Stated problem: Provide the data again in its entirety, exactly as given.

Task data:
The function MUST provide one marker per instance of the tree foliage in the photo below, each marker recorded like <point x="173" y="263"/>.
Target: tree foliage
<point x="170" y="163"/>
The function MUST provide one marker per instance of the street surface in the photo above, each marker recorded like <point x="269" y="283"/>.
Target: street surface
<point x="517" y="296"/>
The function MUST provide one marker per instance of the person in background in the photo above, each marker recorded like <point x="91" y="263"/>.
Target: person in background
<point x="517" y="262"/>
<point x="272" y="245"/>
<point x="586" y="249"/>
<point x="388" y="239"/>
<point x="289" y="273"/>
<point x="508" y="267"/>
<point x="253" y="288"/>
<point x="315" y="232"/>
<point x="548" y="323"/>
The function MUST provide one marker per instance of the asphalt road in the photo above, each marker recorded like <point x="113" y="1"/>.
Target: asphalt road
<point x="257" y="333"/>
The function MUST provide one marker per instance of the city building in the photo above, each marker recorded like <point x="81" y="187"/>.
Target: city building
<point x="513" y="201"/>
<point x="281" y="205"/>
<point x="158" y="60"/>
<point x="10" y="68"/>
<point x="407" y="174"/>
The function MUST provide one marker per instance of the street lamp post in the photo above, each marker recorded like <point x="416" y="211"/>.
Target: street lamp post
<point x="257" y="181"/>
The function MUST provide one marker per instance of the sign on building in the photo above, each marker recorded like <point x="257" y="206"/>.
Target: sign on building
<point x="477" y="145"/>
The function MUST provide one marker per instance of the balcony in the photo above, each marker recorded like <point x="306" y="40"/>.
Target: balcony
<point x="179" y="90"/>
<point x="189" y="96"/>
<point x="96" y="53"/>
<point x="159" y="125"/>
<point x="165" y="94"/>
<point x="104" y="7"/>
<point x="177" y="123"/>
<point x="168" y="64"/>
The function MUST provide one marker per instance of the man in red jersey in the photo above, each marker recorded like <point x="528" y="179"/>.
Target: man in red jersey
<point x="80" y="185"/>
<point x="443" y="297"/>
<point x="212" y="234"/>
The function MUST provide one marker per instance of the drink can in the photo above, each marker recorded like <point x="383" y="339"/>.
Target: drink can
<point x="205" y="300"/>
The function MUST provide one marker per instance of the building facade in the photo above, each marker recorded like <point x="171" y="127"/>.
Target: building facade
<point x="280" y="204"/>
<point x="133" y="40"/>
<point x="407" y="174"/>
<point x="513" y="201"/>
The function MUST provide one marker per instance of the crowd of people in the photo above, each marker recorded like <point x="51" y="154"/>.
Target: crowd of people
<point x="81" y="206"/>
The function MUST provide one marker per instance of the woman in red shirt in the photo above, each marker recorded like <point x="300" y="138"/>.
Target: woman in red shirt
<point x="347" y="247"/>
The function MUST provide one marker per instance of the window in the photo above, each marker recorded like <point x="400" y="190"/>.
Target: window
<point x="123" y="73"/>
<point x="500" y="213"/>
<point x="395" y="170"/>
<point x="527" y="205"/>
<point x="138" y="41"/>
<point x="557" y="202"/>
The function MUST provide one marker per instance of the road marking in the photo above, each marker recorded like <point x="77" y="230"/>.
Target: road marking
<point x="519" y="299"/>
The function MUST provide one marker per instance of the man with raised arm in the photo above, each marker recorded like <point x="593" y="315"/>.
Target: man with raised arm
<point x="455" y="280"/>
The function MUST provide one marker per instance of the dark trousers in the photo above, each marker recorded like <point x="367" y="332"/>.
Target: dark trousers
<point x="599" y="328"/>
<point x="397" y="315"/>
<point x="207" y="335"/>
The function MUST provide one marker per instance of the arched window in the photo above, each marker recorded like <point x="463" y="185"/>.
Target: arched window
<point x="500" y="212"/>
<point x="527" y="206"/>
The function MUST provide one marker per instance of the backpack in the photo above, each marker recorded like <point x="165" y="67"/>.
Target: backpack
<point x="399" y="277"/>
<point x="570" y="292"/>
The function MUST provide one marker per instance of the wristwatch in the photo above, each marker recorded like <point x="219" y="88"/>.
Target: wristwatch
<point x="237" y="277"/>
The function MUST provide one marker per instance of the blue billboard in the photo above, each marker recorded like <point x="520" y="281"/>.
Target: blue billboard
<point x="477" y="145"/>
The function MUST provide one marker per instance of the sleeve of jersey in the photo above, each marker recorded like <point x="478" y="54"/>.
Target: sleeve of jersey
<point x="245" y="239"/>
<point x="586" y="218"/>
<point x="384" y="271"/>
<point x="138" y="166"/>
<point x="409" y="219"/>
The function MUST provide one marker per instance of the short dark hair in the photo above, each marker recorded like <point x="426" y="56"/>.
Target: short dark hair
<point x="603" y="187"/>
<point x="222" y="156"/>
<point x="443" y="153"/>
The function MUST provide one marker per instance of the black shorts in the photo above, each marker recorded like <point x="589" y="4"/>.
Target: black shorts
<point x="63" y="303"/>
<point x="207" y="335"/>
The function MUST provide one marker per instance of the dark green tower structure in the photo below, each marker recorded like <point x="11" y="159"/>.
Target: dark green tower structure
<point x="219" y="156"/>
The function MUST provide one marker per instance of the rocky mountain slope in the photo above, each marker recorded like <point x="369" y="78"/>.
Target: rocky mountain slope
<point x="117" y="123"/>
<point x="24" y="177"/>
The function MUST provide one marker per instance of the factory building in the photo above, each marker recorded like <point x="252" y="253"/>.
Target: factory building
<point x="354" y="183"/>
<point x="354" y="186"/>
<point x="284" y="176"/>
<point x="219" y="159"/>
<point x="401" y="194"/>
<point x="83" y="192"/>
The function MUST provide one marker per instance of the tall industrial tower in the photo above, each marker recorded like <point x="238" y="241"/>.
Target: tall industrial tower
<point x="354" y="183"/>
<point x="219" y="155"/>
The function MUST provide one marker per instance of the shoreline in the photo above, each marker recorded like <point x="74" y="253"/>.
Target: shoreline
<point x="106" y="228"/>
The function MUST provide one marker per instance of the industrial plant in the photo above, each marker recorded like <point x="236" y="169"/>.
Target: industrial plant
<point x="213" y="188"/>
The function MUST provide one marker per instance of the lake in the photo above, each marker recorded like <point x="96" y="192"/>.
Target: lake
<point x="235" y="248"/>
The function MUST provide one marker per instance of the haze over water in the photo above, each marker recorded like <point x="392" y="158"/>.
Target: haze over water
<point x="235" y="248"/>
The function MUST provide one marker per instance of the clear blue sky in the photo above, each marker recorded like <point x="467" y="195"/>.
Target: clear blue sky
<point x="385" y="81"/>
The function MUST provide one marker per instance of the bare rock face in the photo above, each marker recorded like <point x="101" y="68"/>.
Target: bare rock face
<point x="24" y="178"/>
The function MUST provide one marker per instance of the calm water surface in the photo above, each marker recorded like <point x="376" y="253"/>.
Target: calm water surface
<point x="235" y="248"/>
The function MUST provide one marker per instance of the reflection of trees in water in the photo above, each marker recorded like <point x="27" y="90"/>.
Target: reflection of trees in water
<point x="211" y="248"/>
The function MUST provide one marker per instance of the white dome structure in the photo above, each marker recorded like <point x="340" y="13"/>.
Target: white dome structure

Output:
The function MUST provide one marker per instance of the tree foliage in the photo below, each marker recorded like <point x="173" y="263"/>.
Target: tree foliage
<point x="170" y="163"/>
The function MUST provide one marker per instance of the street surface in the photo above, each marker recorded like <point x="269" y="283"/>.
Target: street surface
<point x="517" y="296"/>
The function MUST provide one marker per instance of the person in background in the photo above, each marker recorded like <point x="91" y="263"/>.
Target: person in background
<point x="517" y="262"/>
<point x="272" y="245"/>
<point x="586" y="249"/>
<point x="388" y="239"/>
<point x="289" y="273"/>
<point x="508" y="267"/>
<point x="253" y="288"/>
<point x="315" y="232"/>
<point x="548" y="323"/>
The function MUST provide one marker per instance of the asphalt road in the photo above, each marker recorded like <point x="113" y="1"/>.
Target: asphalt road
<point x="257" y="333"/>
The function MUST provide one marker per instance of the city building in the photo above, each marker recorded like <point x="81" y="187"/>.
Target: city building
<point x="513" y="201"/>
<point x="281" y="205"/>
<point x="158" y="60"/>
<point x="10" y="68"/>
<point x="407" y="174"/>
The function MUST provide one marker per instance of the street lamp post in the photo above, each marker recorded like <point x="416" y="211"/>.
Target: street lamp post
<point x="257" y="181"/>
The function MUST provide one marker per instance of the sign on building in the photo above, each marker recorded like <point x="257" y="206"/>.
Target: sign on building
<point x="477" y="145"/>
The function MUST provide one marker per instance of the balcony in the photo above, each marker recorded like <point x="306" y="40"/>.
Target: balcony
<point x="179" y="90"/>
<point x="189" y="96"/>
<point x="96" y="53"/>
<point x="159" y="125"/>
<point x="165" y="94"/>
<point x="104" y="7"/>
<point x="177" y="123"/>
<point x="168" y="64"/>
The function MUST provide one marker per instance of the man in red jersey in the photo above, each marker recorded like <point x="528" y="179"/>.
Target: man in red jersey
<point x="80" y="185"/>
<point x="443" y="297"/>
<point x="212" y="234"/>
The function MUST provide one marker per instance of the drink can in the photo above, each marker recorded like <point x="383" y="339"/>.
Target: drink can
<point x="205" y="300"/>
The function MUST provide one marker per instance of the building facade in the photo above, each marker recorded like <point x="171" y="127"/>.
Target: building facade
<point x="280" y="204"/>
<point x="133" y="40"/>
<point x="407" y="174"/>
<point x="513" y="201"/>
The function MUST provide one marker per instance of the crowd of people in the photo above, each marker recorded like <point x="51" y="154"/>.
Target: crowd of people
<point x="81" y="206"/>
The function MUST provide one marker per instance of the woman in red shirt in the photo above, each marker recorded like <point x="300" y="138"/>.
Target: woman in red shirt
<point x="347" y="247"/>
The function MUST provide one marker per instance of the window in the photo above, each marker recorded like <point x="400" y="190"/>.
Target: window
<point x="123" y="73"/>
<point x="500" y="213"/>
<point x="395" y="170"/>
<point x="527" y="205"/>
<point x="138" y="41"/>
<point x="557" y="202"/>
The function MUST provide one marker per instance of the road marking in the photo above, each marker recorded like <point x="77" y="230"/>.
Target: road marking
<point x="519" y="299"/>
The function MUST provide one marker per instance of the man with raised arm in the photo above, each marker recorded like <point x="593" y="315"/>.
Target: man with raised arm
<point x="455" y="280"/>
The function MUST provide one marker per instance of the dark trousers in the photo above, each marker recorded like <point x="367" y="332"/>.
Target: dark trousers
<point x="599" y="328"/>
<point x="397" y="315"/>
<point x="207" y="335"/>
The function MUST provide one marker per instance of the arched window in the photo above, each marker recorded like <point x="463" y="185"/>.
Target: arched window
<point x="500" y="212"/>
<point x="527" y="206"/>
The function MUST provide one marker per instance of the backpack in the photo above, each marker recorded like <point x="165" y="67"/>.
Target: backpack
<point x="399" y="277"/>
<point x="570" y="292"/>
The function MUST provide one marker per instance of the wristwatch in the photo above, each marker recorded like <point x="219" y="88"/>.
Target: wristwatch
<point x="237" y="277"/>
The function MUST provide one marker per instance of the blue billboard in the photo above, each marker recorded like <point x="520" y="281"/>.
Target: blue billboard
<point x="477" y="145"/>
The function MUST provide one marker per instance of the sleeve of jersey in the photo above, each marker recorded like <point x="478" y="54"/>.
Target: sleeve of jersey
<point x="245" y="239"/>
<point x="586" y="218"/>
<point x="384" y="271"/>
<point x="138" y="166"/>
<point x="409" y="219"/>
The function MUST provide one marker per instance of the short dark hair in the photo above, each marker recorded like <point x="426" y="56"/>.
Target: short dark hair
<point x="603" y="187"/>
<point x="222" y="156"/>
<point x="443" y="153"/>
The function MUST provide one marker per instance of the black shorts in the photo above, each marker recorded like <point x="589" y="4"/>.
Target: black shorts
<point x="63" y="303"/>
<point x="207" y="335"/>
The function MUST provide one marker per instance of the dark green tower structure in the photo below, each marker recorded like <point x="11" y="159"/>.
Target: dark green tower structure
<point x="219" y="156"/>
The function MUST provide one marker per instance of the rocky mountain slope in the photo above, each marker recorded like <point x="369" y="78"/>.
Target: rocky mountain slope
<point x="117" y="123"/>
<point x="24" y="177"/>
The function MUST provide one marker per instance of the factory building in the photo above, each marker recorded like <point x="252" y="253"/>.
Target: factory building
<point x="354" y="183"/>
<point x="354" y="186"/>
<point x="284" y="176"/>
<point x="219" y="159"/>
<point x="401" y="194"/>
<point x="83" y="192"/>
The function MUST provide one marker per instance of the tall industrial tower in the photo above, each marker recorded like <point x="238" y="241"/>.
Target: tall industrial tower
<point x="354" y="183"/>
<point x="219" y="155"/>
The function MUST provide one marker per instance of the shoreline in the photo above, each marker recorded like <point x="74" y="253"/>.
Target: shoreline
<point x="106" y="228"/>
The function MUST provide one marker per instance of the industrial plant in the photo above, each marker recorded like <point x="236" y="169"/>.
Target: industrial plant
<point x="213" y="188"/>
The function MUST provide one marker per instance of the lake in the photo above, each marker recorded like <point x="96" y="192"/>.
Target: lake
<point x="235" y="248"/>
The function MUST provide one marker per instance of the haze over water in the photo above, each marker recorded like <point x="392" y="158"/>.
Target: haze over water
<point x="235" y="248"/>
The function MUST provide one marker per instance of the clear blue sky in the photo above, each marker recorded like <point x="467" y="195"/>.
Target: clear blue sky
<point x="385" y="81"/>
The function MUST provide one marker per instance of the bare rock face in the photo above, each marker recorded like <point x="101" y="68"/>.
Target: bare rock face
<point x="24" y="178"/>
The function MUST provide one marker per instance of the calm water surface in the photo above, each marker recorded like <point x="376" y="253"/>.
Target: calm water surface
<point x="235" y="248"/>
The function MUST provide one marker per instance of the reflection of trees in water in the photo above, each marker recorded like <point x="27" y="90"/>.
Target: reflection of trees in water
<point x="211" y="248"/>
The function MUST provide one marker per instance of the white dome structure in the photo above, each marker recorded like <point x="340" y="13"/>.
Target: white dome structure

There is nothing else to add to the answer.